- _GIVEN REQUEST_: Reproduce the listing below word for word, leaving out the pictures.

Bounding box annotation records:
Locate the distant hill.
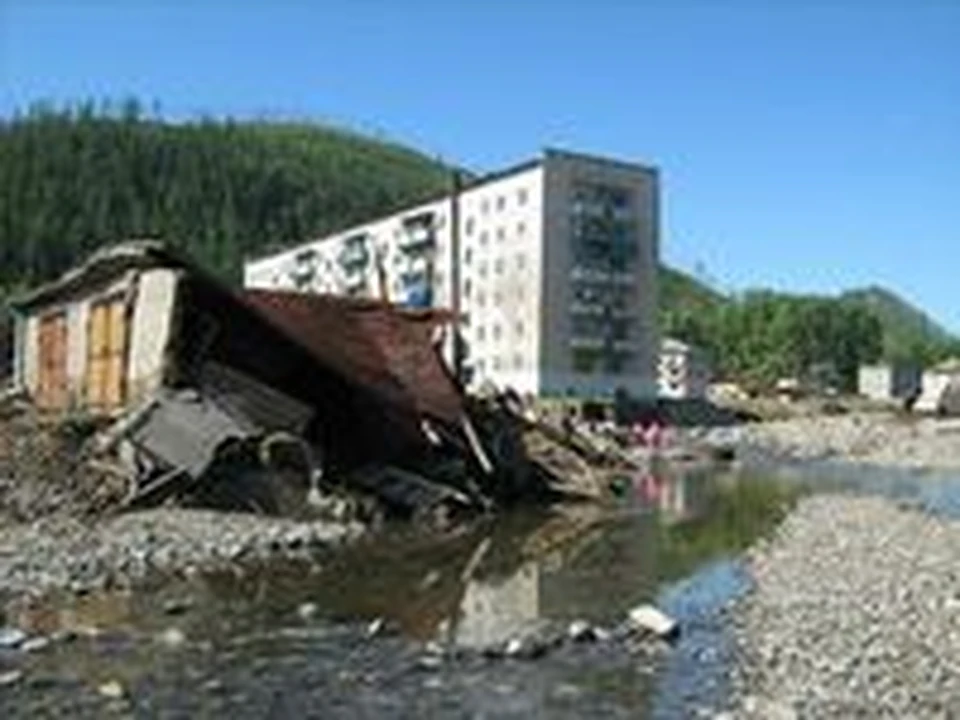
[0,101,952,377]
[659,265,727,311]
[840,286,958,361]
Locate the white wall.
[127,269,180,401]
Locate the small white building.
[657,338,711,399]
[857,363,921,402]
[913,359,960,415]
[244,150,660,398]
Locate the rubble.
[628,605,680,640]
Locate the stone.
[163,598,192,615]
[0,670,23,687]
[367,618,386,638]
[297,602,320,620]
[567,620,597,642]
[97,680,126,700]
[157,627,187,649]
[20,635,50,652]
[629,605,680,640]
[417,654,443,670]
[0,627,27,650]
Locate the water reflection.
[7,469,791,647]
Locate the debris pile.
[0,241,633,521]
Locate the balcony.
[397,225,437,252]
[339,243,370,271]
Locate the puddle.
[7,465,960,718]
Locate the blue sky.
[0,0,960,331]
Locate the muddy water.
[9,468,960,718]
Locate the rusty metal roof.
[242,290,463,423]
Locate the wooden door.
[37,312,68,410]
[85,297,127,412]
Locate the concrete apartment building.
[244,149,659,398]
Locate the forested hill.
[0,102,449,288]
[0,101,960,386]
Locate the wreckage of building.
[3,241,620,510]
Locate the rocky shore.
[723,495,960,720]
[0,508,362,595]
[708,413,960,469]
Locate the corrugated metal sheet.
[243,290,463,423]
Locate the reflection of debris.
[628,605,680,639]
[0,241,629,518]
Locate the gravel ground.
[728,495,960,719]
[694,413,960,469]
[0,509,361,595]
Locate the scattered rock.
[163,598,193,615]
[0,670,23,687]
[20,635,50,652]
[567,620,597,642]
[417,653,443,671]
[367,618,386,638]
[0,628,27,650]
[629,605,680,640]
[297,602,320,620]
[157,627,187,650]
[97,680,126,700]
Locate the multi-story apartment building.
[244,150,659,397]
[657,338,711,399]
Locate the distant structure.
[857,363,921,402]
[657,338,711,400]
[244,149,659,398]
[914,358,960,415]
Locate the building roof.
[242,290,463,423]
[244,147,658,263]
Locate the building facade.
[244,150,659,397]
[857,364,922,402]
[657,338,711,400]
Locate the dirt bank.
[0,508,362,595]
[724,413,960,469]
[731,495,960,718]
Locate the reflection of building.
[657,338,710,399]
[244,150,659,397]
[914,359,960,415]
[453,562,540,647]
[857,364,921,401]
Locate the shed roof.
[242,290,463,423]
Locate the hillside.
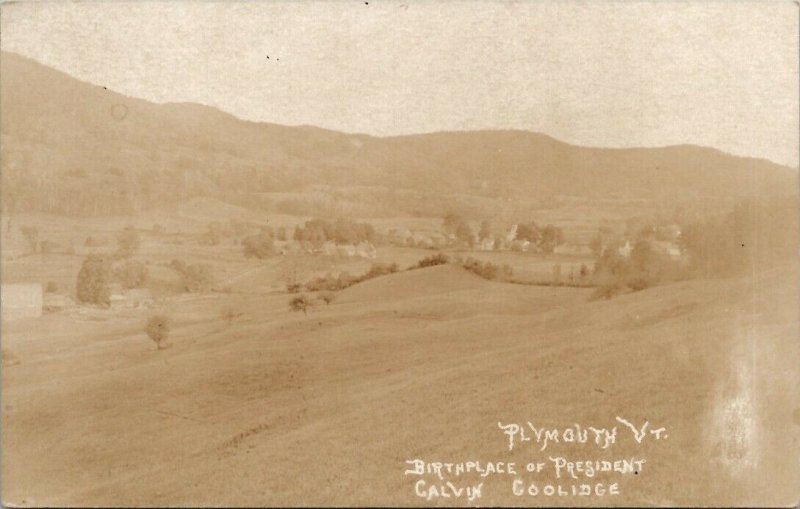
[2,267,800,506]
[0,52,797,215]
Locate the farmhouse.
[0,283,43,321]
[108,284,153,309]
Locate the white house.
[0,283,44,321]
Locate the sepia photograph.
[0,0,800,507]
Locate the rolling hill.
[0,52,797,215]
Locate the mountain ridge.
[0,51,798,217]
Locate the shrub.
[411,253,450,269]
[317,292,336,306]
[462,258,514,281]
[75,255,111,305]
[117,225,140,258]
[145,315,170,350]
[242,232,275,258]
[114,261,147,289]
[222,308,244,327]
[289,295,311,314]
[590,280,626,300]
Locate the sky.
[0,0,800,167]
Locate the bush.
[289,295,311,314]
[462,258,514,281]
[317,292,336,306]
[411,253,450,269]
[145,315,170,350]
[114,261,147,289]
[222,308,244,327]
[117,226,140,258]
[75,255,111,305]
[590,281,626,300]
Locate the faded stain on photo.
[0,0,800,507]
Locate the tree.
[76,255,111,305]
[589,233,603,256]
[22,226,39,253]
[289,295,311,314]
[478,220,492,240]
[456,222,475,247]
[117,225,141,258]
[145,315,170,350]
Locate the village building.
[617,240,633,258]
[108,283,154,309]
[42,293,75,313]
[356,241,378,260]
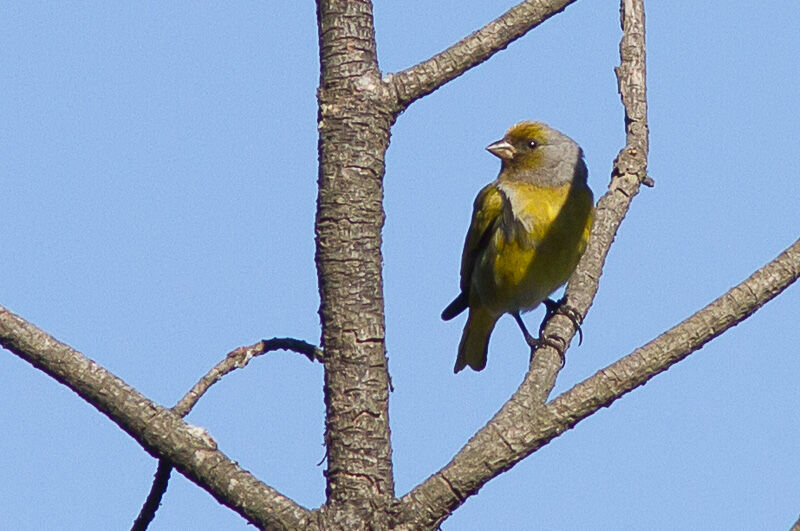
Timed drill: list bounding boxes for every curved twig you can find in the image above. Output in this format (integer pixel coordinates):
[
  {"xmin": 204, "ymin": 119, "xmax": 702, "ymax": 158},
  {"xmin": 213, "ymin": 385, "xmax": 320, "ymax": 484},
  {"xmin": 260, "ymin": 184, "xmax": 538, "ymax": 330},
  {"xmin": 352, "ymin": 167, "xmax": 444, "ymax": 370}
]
[
  {"xmin": 400, "ymin": 240, "xmax": 800, "ymax": 528},
  {"xmin": 394, "ymin": 0, "xmax": 651, "ymax": 525},
  {"xmin": 0, "ymin": 306, "xmax": 312, "ymax": 529},
  {"xmin": 131, "ymin": 337, "xmax": 323, "ymax": 531},
  {"xmin": 131, "ymin": 459, "xmax": 172, "ymax": 531},
  {"xmin": 384, "ymin": 0, "xmax": 576, "ymax": 112},
  {"xmin": 172, "ymin": 337, "xmax": 322, "ymax": 417}
]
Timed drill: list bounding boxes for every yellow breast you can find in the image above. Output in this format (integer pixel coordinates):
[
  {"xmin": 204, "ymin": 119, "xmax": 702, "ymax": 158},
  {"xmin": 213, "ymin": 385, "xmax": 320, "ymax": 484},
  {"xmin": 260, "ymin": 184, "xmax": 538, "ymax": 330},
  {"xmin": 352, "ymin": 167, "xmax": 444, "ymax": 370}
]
[{"xmin": 473, "ymin": 182, "xmax": 593, "ymax": 313}]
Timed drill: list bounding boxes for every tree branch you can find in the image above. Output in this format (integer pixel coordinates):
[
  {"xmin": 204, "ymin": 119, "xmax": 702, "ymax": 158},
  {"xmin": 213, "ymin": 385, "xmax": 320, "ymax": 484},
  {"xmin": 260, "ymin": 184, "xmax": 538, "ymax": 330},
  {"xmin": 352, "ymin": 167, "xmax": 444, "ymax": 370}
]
[
  {"xmin": 384, "ymin": 0, "xmax": 576, "ymax": 112},
  {"xmin": 131, "ymin": 459, "xmax": 172, "ymax": 531},
  {"xmin": 0, "ymin": 306, "xmax": 312, "ymax": 529},
  {"xmin": 520, "ymin": 0, "xmax": 653, "ymax": 412},
  {"xmin": 172, "ymin": 337, "xmax": 322, "ymax": 417},
  {"xmin": 131, "ymin": 337, "xmax": 322, "ymax": 531},
  {"xmin": 392, "ymin": 0, "xmax": 651, "ymax": 525},
  {"xmin": 400, "ymin": 239, "xmax": 800, "ymax": 528}
]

- _ANSWER TO THIS TASK_:
Locate the distant hill.
[0,101,952,377]
[659,265,727,311]
[840,286,958,361]
Locate the white wall.
[127,269,180,401]
Locate the small white building.
[657,338,711,399]
[857,363,921,402]
[913,359,960,415]
[244,150,660,398]
Locate the rubble.
[628,605,680,640]
Locate the stone.
[163,598,192,615]
[0,670,23,687]
[367,618,386,638]
[297,602,320,620]
[567,620,597,642]
[97,680,126,700]
[157,627,187,649]
[20,635,50,652]
[629,605,680,640]
[417,654,443,670]
[0,627,27,650]
Locate the water reflection.
[7,469,791,647]
Locate the debris pile.
[0,241,633,521]
Locate the balcony.
[397,225,437,252]
[339,243,370,271]
Locate the puddle.
[7,465,960,718]
Locate the blue sky.
[0,0,960,331]
Locate the muddy water.
[9,468,960,718]
Locate the rusty metal roof.
[242,290,463,423]
Locate the wooden door.
[37,312,68,410]
[85,297,127,412]
Locate the concrete apartment building.
[244,149,659,398]
Locate the forested hill.
[0,102,449,288]
[0,101,960,386]
Locate the wreckage of building.
[3,241,620,510]
Locate the rocky shore.
[723,495,960,720]
[0,508,362,595]
[708,413,960,469]
Locate the corrugated metal sheet.
[243,290,463,423]
Locate the reflection of debris.
[628,605,680,639]
[0,241,629,518]
Locate the gravel ground.
[728,495,960,719]
[694,413,960,469]
[0,509,361,595]
Locate the scattered rock.
[163,598,193,615]
[0,670,23,687]
[20,635,50,652]
[567,620,597,642]
[417,653,443,671]
[367,618,386,638]
[0,628,27,650]
[629,605,680,640]
[297,602,320,620]
[157,627,187,650]
[97,680,126,700]
Locate the multi-story apartment building.
[244,150,659,397]
[657,338,711,399]
Locate the distant structure.
[857,363,921,402]
[657,338,711,400]
[244,149,659,398]
[914,358,960,415]
Locate the building roof.
[242,290,463,423]
[244,147,658,263]
Locate the building facade.
[244,150,659,397]
[857,364,922,402]
[657,338,711,400]
Locate the dirt bank.
[0,508,362,595]
[724,413,960,469]
[731,495,960,718]
Locate the reflection of building.
[657,338,710,399]
[244,150,659,397]
[914,359,960,415]
[453,562,540,647]
[857,364,921,401]
Locate the shed roof.
[242,290,463,423]
Locate the hillside.
[2,267,800,506]
[0,52,797,215]
Locate the farmhouse.
[0,283,43,321]
[108,284,153,309]
Locate the white house.
[0,283,44,321]
Locate the sepia photograph.
[0,0,800,507]
Locate the rolling hill.
[0,52,797,215]
Locate the mountain ridge.
[0,51,798,217]
Locate the shrub.
[411,253,450,269]
[317,292,336,306]
[462,258,514,281]
[75,255,111,305]
[117,225,140,258]
[145,315,170,350]
[242,232,275,258]
[114,261,147,289]
[222,308,244,327]
[289,295,311,314]
[590,280,626,300]
Locate the sky.
[0,0,800,167]
Locate the bush.
[289,295,311,314]
[462,258,514,281]
[317,292,336,306]
[411,253,450,269]
[145,315,170,350]
[114,261,147,289]
[222,308,244,327]
[117,226,140,258]
[75,255,111,305]
[590,281,626,300]
Locate the faded stain on photo.
[0,0,800,507]
Locate the tree.
[76,255,111,305]
[589,233,603,256]
[22,226,39,253]
[289,295,311,314]
[478,220,492,240]
[456,222,475,247]
[117,225,141,258]
[145,315,170,350]
Locate the village building.
[617,240,633,258]
[108,283,154,309]
[42,293,75,313]
[356,241,378,260]
Timed drill: list bounding boxes for every curved twig you can find in the image above. Output in this format (integer pixel coordinates):
[
  {"xmin": 204, "ymin": 119, "xmax": 702, "ymax": 158},
  {"xmin": 213, "ymin": 385, "xmax": 320, "ymax": 484},
  {"xmin": 260, "ymin": 184, "xmax": 538, "ymax": 330},
  {"xmin": 352, "ymin": 167, "xmax": 444, "ymax": 370}
]
[
  {"xmin": 400, "ymin": 240, "xmax": 800, "ymax": 528},
  {"xmin": 394, "ymin": 0, "xmax": 651, "ymax": 525},
  {"xmin": 0, "ymin": 306, "xmax": 312, "ymax": 529},
  {"xmin": 131, "ymin": 337, "xmax": 323, "ymax": 531},
  {"xmin": 131, "ymin": 459, "xmax": 172, "ymax": 531},
  {"xmin": 384, "ymin": 0, "xmax": 576, "ymax": 112},
  {"xmin": 172, "ymin": 337, "xmax": 322, "ymax": 417}
]
Timed drill: list bounding boxes for every yellow breast you can find in the image above. Output in this format (integer pixel coordinates):
[
  {"xmin": 204, "ymin": 119, "xmax": 702, "ymax": 158},
  {"xmin": 213, "ymin": 385, "xmax": 320, "ymax": 484},
  {"xmin": 260, "ymin": 184, "xmax": 538, "ymax": 330},
  {"xmin": 352, "ymin": 167, "xmax": 444, "ymax": 370}
]
[{"xmin": 473, "ymin": 182, "xmax": 593, "ymax": 313}]
Timed drill: list bounding boxes for every tree branch you can find in the image above. Output in this format (integer pixel coordinates):
[
  {"xmin": 204, "ymin": 119, "xmax": 702, "ymax": 158},
  {"xmin": 213, "ymin": 385, "xmax": 320, "ymax": 484},
  {"xmin": 260, "ymin": 184, "xmax": 538, "ymax": 330},
  {"xmin": 352, "ymin": 167, "xmax": 444, "ymax": 370}
]
[
  {"xmin": 384, "ymin": 0, "xmax": 576, "ymax": 112},
  {"xmin": 131, "ymin": 459, "xmax": 172, "ymax": 531},
  {"xmin": 0, "ymin": 306, "xmax": 312, "ymax": 529},
  {"xmin": 520, "ymin": 0, "xmax": 653, "ymax": 412},
  {"xmin": 172, "ymin": 337, "xmax": 322, "ymax": 417},
  {"xmin": 131, "ymin": 337, "xmax": 322, "ymax": 531},
  {"xmin": 392, "ymin": 0, "xmax": 651, "ymax": 525},
  {"xmin": 400, "ymin": 239, "xmax": 800, "ymax": 528}
]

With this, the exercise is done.